* _Entries supplied_
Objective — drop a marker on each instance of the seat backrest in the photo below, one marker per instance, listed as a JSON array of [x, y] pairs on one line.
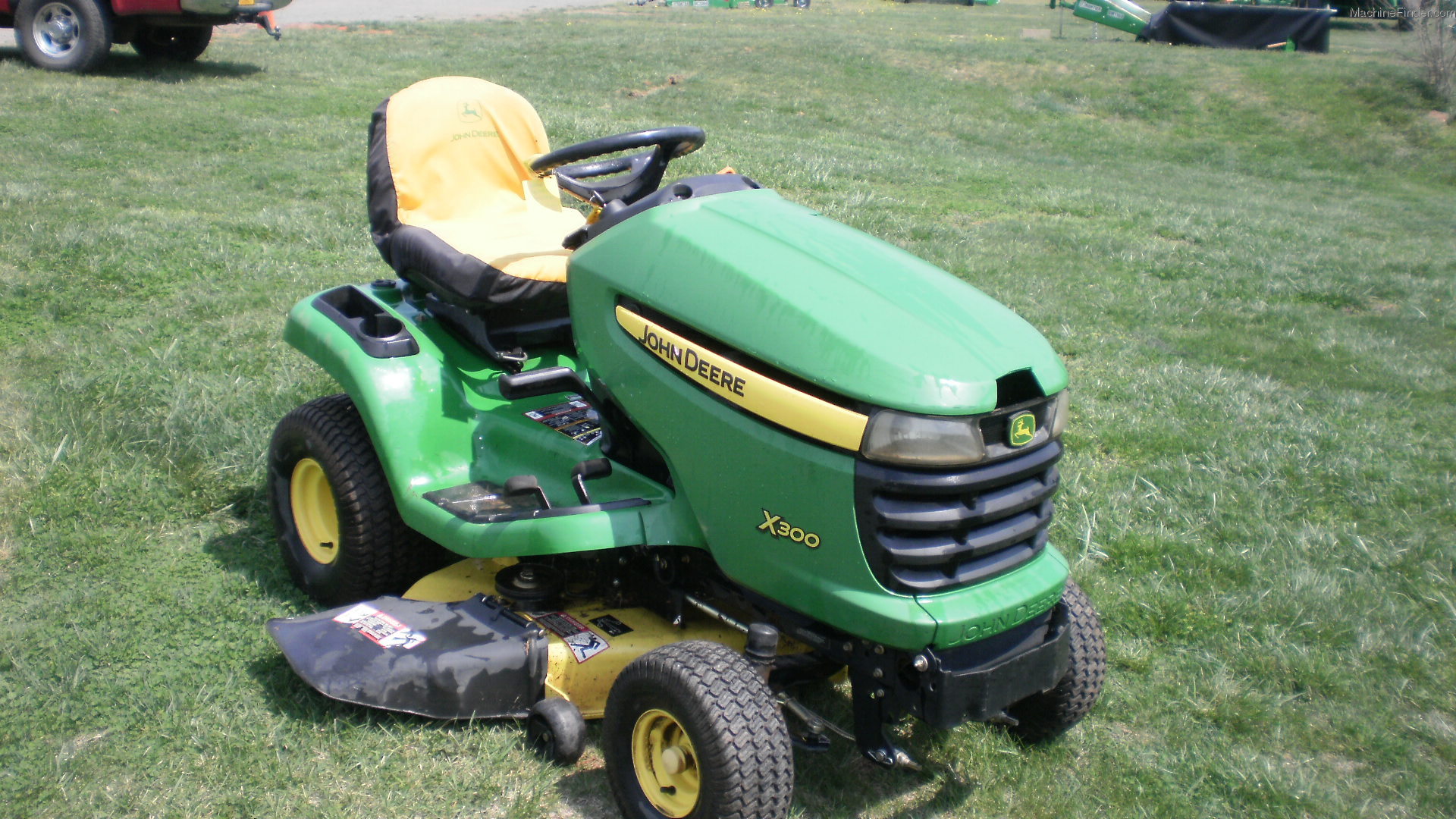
[[455, 148]]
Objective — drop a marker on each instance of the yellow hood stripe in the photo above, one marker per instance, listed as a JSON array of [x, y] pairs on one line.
[[747, 390]]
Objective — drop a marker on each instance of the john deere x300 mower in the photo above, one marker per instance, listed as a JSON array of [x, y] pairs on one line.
[[688, 453]]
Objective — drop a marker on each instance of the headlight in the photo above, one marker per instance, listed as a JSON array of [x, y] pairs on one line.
[[921, 441], [1059, 414]]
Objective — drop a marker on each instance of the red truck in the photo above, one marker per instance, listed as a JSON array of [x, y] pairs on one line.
[[74, 36]]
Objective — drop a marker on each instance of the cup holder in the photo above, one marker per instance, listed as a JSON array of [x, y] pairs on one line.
[[367, 322], [381, 325]]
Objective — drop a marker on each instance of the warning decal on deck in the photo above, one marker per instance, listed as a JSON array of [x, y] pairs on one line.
[[582, 642], [576, 419], [381, 627]]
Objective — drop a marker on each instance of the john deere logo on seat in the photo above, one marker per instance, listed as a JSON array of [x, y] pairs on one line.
[[1022, 428]]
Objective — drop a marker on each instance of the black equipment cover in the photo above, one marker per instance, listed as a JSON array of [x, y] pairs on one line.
[[1241, 27], [444, 661]]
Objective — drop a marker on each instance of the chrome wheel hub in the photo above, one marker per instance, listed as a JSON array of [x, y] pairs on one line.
[[57, 28]]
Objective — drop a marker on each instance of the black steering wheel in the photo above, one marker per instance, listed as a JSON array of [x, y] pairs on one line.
[[642, 171]]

* _What you have to do_
Copy out all of the lines above word for word, omitting the picture.

* _Result of the task_
Objective — drop a marker on each instance of the seat backrest in the photo below, one marker per instance, listed as a JSON array of [x, y] pairs on one line.
[[455, 148]]
Objective — drop a marker on each instance of the yellow hood stripe in the photo above, one marker per instance, listed as a JSON array of [x, y] pairs on one line.
[[747, 390]]
Objective — drop a marker on each instance of the john deere x300 mower in the photo above, one marker per instance, listed as a JSON array of [x, y] pairs on one line.
[[688, 453]]
Objective — drop a marker on each instance of the headlight in the photo above, one marker per instance, listed as a JSON array of [x, y] pairs on one line.
[[921, 441], [1059, 414]]
Objective — drop a marker on each instance of the red truck in the photo above, one marker per instance, listed as a JSON array of [x, y] pairs on one line.
[[74, 36]]
Objective — drop a marker on each instance of the cup holder in the photo above, one marker per instance, listed as a JSON array of [x, y] pairs on one line.
[[367, 322], [381, 325]]
Objective — drop a marker on each instance of the warning decal on deck in the photo above, one marker per instance, listed as a JSON array of [x, y] pairs on one line.
[[582, 642], [576, 419], [381, 627]]
Objective — drop a marker on each instance of the john deere logo on seat in the photo above, one marker per instance, listed as a JSON array of [x, y] pairs on one line.
[[1022, 428]]
Objective — drop a marker on each instance of the black equipment cover in the photo above, one marker per instance, listed as a JSON array of [x, y] pairs on one line.
[[1241, 27], [444, 661]]
Objective — drop a marker on each instance of the chrome wheel hub in the photo above, one marker per instance, listed as a JSON array of [x, y] pairs on one line.
[[57, 28]]
Objective — drop a marker on each instance of the black steering wheel in the photo above, one marker per instance, listed as a JSON array of [x, y] pairs on one line.
[[642, 171]]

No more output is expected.